What you will do
Please change "celery" to "parsley" in the stretch of the material that starts at the line containing "[trace] green celery leaf" and ends at the line containing "M 108 36 L 106", and return only those lines with nothing else altered.

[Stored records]
-- -- --

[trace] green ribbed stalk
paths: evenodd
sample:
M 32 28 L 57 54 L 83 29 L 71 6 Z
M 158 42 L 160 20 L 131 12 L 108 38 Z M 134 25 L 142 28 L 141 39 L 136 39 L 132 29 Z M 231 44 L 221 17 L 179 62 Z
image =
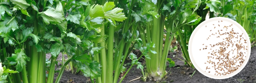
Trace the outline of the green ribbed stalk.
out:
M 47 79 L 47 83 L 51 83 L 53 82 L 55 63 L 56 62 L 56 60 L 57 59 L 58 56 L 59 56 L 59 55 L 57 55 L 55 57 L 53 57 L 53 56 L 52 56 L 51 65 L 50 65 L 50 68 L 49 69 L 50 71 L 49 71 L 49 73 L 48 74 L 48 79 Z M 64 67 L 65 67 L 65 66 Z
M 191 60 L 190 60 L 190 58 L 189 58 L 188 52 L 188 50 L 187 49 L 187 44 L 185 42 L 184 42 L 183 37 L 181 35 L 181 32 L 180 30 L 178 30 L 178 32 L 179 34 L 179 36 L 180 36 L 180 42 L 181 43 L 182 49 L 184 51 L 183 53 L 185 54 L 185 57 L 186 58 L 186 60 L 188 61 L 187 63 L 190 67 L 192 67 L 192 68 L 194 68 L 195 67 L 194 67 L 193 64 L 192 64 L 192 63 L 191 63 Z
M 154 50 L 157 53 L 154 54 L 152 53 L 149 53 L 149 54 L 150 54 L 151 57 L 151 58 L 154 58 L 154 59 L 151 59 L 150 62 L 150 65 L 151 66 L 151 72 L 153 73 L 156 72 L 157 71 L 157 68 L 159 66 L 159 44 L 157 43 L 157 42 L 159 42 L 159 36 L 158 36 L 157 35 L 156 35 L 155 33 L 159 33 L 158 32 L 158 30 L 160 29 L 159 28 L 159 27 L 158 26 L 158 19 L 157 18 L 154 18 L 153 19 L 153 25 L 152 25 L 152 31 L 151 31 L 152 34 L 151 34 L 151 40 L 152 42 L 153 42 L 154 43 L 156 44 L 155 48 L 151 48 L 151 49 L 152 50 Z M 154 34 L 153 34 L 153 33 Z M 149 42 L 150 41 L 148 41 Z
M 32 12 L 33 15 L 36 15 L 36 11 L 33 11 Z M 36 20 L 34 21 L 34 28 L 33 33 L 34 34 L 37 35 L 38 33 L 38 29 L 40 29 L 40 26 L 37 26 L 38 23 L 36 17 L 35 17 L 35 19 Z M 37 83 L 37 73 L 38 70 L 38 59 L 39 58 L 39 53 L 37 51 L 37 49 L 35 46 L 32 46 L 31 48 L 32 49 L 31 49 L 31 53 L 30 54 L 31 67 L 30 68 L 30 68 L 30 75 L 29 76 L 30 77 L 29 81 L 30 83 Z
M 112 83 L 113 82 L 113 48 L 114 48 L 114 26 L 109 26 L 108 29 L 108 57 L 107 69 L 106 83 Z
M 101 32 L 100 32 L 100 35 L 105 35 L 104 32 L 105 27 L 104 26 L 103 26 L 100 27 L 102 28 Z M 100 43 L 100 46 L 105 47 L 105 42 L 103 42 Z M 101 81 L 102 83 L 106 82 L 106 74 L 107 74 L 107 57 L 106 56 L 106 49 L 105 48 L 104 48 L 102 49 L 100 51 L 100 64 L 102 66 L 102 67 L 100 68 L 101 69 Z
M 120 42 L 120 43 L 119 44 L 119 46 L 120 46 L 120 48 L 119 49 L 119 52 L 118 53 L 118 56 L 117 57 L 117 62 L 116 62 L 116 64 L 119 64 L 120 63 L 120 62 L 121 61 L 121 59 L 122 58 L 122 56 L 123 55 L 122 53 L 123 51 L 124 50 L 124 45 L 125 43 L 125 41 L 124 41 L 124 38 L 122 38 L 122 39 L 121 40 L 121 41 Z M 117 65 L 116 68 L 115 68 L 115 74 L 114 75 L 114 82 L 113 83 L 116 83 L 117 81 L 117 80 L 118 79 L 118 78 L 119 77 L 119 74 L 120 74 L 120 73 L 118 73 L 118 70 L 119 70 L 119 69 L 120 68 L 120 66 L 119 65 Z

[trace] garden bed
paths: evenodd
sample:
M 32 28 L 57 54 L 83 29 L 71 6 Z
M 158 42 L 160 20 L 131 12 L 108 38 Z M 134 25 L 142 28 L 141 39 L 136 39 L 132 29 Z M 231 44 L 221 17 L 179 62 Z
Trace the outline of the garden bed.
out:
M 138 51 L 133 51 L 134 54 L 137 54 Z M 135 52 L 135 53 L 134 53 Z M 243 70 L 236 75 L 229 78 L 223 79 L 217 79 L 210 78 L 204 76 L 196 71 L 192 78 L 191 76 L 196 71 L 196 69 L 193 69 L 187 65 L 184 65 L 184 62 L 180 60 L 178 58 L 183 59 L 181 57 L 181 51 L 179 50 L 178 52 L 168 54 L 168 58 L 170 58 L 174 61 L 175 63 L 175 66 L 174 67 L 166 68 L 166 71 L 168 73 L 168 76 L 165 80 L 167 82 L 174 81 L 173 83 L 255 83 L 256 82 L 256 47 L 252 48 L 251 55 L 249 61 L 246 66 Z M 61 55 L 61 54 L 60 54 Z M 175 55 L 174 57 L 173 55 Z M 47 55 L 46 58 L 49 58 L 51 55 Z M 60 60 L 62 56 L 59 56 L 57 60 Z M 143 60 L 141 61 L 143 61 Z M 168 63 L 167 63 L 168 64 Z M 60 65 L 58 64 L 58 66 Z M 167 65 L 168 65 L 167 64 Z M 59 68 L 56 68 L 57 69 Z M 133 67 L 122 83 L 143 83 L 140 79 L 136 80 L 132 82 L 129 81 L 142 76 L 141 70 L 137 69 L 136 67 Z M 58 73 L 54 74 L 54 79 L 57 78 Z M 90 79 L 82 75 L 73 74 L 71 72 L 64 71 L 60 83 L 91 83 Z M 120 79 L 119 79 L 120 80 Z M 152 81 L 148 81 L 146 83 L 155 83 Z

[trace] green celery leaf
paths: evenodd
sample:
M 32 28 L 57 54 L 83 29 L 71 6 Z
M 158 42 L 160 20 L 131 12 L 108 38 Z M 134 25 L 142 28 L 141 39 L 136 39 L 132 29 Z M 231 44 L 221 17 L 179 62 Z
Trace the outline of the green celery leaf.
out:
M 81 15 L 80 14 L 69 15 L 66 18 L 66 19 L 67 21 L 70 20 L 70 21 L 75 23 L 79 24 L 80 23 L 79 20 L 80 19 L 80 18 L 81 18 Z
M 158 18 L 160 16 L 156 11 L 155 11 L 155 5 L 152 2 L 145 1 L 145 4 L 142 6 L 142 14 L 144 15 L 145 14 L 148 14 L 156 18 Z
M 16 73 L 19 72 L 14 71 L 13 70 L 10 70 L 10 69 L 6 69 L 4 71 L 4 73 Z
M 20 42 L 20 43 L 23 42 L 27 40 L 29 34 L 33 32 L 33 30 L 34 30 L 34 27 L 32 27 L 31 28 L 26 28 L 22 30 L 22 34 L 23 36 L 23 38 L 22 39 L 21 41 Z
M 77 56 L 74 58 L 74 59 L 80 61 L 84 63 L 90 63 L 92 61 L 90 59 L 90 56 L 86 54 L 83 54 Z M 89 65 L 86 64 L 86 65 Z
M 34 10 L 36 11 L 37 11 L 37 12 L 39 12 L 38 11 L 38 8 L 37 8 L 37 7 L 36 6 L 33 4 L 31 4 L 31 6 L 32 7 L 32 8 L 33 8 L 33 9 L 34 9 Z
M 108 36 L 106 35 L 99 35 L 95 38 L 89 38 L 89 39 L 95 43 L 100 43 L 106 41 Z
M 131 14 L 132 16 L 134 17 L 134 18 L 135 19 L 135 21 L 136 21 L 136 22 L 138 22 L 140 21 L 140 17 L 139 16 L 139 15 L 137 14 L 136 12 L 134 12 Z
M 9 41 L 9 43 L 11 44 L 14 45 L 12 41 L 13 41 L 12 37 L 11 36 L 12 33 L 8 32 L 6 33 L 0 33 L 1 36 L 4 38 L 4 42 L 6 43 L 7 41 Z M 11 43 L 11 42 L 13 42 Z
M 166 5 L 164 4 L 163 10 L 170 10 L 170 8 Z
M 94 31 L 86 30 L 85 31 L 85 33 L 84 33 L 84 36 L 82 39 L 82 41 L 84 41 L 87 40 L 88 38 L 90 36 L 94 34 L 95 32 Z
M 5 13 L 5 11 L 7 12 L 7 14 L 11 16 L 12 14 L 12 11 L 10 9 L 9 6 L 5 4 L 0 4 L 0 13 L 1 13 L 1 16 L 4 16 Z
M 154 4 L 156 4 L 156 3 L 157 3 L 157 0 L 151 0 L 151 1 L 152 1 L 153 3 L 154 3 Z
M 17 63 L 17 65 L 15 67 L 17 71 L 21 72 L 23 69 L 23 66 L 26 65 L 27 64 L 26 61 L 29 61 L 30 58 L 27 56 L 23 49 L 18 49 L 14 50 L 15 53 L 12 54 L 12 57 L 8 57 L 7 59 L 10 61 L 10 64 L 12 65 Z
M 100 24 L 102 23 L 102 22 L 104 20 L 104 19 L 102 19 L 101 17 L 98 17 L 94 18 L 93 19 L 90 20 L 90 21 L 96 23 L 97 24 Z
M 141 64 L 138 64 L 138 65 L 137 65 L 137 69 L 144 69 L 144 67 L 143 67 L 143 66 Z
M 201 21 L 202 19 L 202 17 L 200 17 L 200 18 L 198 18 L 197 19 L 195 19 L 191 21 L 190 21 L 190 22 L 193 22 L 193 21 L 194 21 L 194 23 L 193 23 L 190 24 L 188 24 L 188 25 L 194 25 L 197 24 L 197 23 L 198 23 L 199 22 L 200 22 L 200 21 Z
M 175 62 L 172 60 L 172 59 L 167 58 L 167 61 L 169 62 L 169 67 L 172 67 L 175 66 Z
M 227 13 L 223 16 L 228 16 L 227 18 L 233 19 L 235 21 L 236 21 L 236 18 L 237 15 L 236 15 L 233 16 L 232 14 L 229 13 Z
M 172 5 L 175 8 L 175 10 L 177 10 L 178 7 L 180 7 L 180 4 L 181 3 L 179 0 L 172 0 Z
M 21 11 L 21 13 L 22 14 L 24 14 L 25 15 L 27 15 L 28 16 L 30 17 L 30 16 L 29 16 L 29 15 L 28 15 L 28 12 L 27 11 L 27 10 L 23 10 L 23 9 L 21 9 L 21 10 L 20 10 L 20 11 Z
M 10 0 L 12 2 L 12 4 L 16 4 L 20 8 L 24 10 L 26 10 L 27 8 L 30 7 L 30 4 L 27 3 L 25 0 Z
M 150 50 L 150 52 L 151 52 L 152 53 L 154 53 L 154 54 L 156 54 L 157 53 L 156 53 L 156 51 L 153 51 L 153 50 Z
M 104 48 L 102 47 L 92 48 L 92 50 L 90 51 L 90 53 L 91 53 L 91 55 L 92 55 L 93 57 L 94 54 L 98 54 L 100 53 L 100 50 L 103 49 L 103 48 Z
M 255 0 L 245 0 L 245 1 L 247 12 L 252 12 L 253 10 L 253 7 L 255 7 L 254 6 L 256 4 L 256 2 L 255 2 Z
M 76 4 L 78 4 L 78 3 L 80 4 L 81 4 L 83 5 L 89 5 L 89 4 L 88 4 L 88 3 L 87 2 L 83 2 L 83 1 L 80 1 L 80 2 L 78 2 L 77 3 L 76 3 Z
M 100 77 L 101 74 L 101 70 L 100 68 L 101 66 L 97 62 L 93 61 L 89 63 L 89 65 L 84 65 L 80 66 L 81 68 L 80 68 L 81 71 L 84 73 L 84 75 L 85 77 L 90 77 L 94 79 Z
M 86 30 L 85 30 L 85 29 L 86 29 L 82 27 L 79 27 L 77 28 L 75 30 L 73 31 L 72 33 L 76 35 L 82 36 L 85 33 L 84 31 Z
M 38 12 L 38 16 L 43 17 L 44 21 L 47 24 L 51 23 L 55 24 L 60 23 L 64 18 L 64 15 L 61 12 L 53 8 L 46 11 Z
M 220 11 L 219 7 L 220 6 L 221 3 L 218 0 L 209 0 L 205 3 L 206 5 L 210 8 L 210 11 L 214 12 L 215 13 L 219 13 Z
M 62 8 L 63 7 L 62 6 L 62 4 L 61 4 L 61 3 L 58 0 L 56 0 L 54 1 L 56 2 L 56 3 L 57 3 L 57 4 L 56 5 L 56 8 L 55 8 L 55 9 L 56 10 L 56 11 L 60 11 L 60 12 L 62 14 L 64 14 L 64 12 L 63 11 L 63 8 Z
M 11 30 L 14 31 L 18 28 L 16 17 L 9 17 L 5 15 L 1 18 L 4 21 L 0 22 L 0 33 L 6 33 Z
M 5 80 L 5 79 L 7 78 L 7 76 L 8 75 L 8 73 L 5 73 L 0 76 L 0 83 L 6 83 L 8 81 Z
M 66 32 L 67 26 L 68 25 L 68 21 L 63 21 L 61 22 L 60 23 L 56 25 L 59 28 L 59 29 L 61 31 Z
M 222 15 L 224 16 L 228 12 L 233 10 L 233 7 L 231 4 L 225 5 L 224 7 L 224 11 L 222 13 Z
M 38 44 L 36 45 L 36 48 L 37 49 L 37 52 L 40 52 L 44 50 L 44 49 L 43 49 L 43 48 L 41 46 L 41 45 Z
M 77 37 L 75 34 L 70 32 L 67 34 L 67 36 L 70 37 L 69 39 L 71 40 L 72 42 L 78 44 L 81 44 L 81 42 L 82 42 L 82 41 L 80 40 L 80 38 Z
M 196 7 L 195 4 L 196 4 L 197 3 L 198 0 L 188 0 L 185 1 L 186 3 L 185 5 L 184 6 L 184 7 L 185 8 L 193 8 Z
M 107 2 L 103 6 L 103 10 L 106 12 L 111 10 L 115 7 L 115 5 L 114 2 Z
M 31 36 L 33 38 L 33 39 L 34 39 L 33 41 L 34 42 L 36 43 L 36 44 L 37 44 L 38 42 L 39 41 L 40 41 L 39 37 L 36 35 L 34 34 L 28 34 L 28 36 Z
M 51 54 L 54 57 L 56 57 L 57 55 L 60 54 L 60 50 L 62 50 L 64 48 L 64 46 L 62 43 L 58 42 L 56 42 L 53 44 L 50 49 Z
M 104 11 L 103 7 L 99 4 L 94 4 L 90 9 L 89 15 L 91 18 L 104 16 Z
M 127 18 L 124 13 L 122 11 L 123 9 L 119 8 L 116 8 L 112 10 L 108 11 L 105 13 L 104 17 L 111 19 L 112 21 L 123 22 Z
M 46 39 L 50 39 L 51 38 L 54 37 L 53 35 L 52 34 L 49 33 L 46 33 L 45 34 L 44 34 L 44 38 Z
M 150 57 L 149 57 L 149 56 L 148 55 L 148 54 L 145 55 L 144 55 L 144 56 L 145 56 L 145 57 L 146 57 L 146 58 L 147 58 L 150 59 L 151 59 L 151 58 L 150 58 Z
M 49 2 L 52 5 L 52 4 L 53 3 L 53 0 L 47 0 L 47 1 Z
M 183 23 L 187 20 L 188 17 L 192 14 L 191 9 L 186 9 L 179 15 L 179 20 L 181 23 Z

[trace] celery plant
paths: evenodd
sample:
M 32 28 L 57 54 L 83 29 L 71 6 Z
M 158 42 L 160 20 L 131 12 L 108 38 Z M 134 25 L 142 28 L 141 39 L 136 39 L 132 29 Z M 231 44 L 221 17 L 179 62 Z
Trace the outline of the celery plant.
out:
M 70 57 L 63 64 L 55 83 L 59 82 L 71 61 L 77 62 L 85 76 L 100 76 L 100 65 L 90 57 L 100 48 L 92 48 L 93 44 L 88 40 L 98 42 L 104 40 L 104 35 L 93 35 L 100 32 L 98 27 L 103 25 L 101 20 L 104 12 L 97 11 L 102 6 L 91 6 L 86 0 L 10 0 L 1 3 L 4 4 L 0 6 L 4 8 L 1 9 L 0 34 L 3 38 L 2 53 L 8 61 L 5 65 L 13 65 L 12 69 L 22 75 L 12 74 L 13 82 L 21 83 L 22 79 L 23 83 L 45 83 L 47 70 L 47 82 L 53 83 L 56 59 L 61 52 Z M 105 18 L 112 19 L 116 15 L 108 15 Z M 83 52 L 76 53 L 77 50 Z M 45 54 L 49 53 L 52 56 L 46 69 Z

-- -- --

The completed task
[trace] green parsley leaf
paths: evenodd
sample:
M 32 28 L 57 54 L 83 29 L 71 6 Z
M 158 42 L 160 20 L 131 12 L 108 38 Z M 134 25 L 142 28 L 141 39 L 136 39 L 132 29 Z M 231 44 L 221 17 L 179 62 Z
Trace the outline of the green parsley leaf.
out:
M 81 15 L 80 14 L 69 15 L 66 18 L 66 19 L 67 21 L 70 20 L 70 21 L 75 23 L 79 24 L 80 23 L 79 20 L 80 19 L 80 18 L 81 18 Z
M 158 18 L 160 16 L 156 11 L 155 11 L 155 5 L 152 2 L 145 1 L 145 4 L 142 6 L 142 14 L 144 15 L 145 14 L 148 14 L 156 18 Z
M 16 73 L 19 72 L 14 71 L 13 70 L 10 70 L 10 69 L 6 69 L 4 71 L 4 73 Z
M 20 42 L 20 43 L 23 42 L 27 40 L 29 34 L 33 32 L 33 30 L 34 30 L 34 27 L 32 27 L 31 28 L 26 28 L 22 30 L 22 34 L 23 36 L 23 38 L 22 39 L 21 41 Z
M 77 56 L 74 58 L 74 59 L 80 61 L 84 63 L 90 63 L 92 61 L 90 59 L 90 56 L 86 54 L 83 54 Z M 89 65 L 86 64 L 86 65 Z
M 34 10 L 36 11 L 37 11 L 37 12 L 39 12 L 38 11 L 38 8 L 37 8 L 37 7 L 36 6 L 33 4 L 31 4 L 31 6 L 32 7 L 32 8 L 33 8 L 33 9 L 34 9 Z
M 108 36 L 106 35 L 99 35 L 95 38 L 89 38 L 89 39 L 95 43 L 100 43 L 106 41 Z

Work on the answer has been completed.